Arrange the entries below as a two-column CSV with the header columns "entry_text" and "answer", one row per entry. Put each entry's text and its answer in a single quoted field, and turn every line break into a space.
----
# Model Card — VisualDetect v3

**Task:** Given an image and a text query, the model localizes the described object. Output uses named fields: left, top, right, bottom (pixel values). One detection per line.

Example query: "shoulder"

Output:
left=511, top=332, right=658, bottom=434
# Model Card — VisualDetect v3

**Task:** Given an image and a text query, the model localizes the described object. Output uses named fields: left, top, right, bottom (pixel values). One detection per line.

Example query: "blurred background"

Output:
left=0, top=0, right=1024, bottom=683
----
-- CORRECT RESULT --
entry_text,answer
"# Model Card — VisualDetect v3 **Task:** Given an image and a text query, the model localizes the described object. Output uses named fields: left, top, right, bottom (pixel values). One detection per line. Example query: ""shoulder"" Output:","left=511, top=332, right=658, bottom=434"
"# Model Card — VisualDetect v3 **Task:** Given an image and a text query, the model localizes the described object. Output uses named fields: left, top, right, bottom (pixel values). One detection per line. Example query: ""blurred background"" Output:","left=0, top=0, right=1024, bottom=683"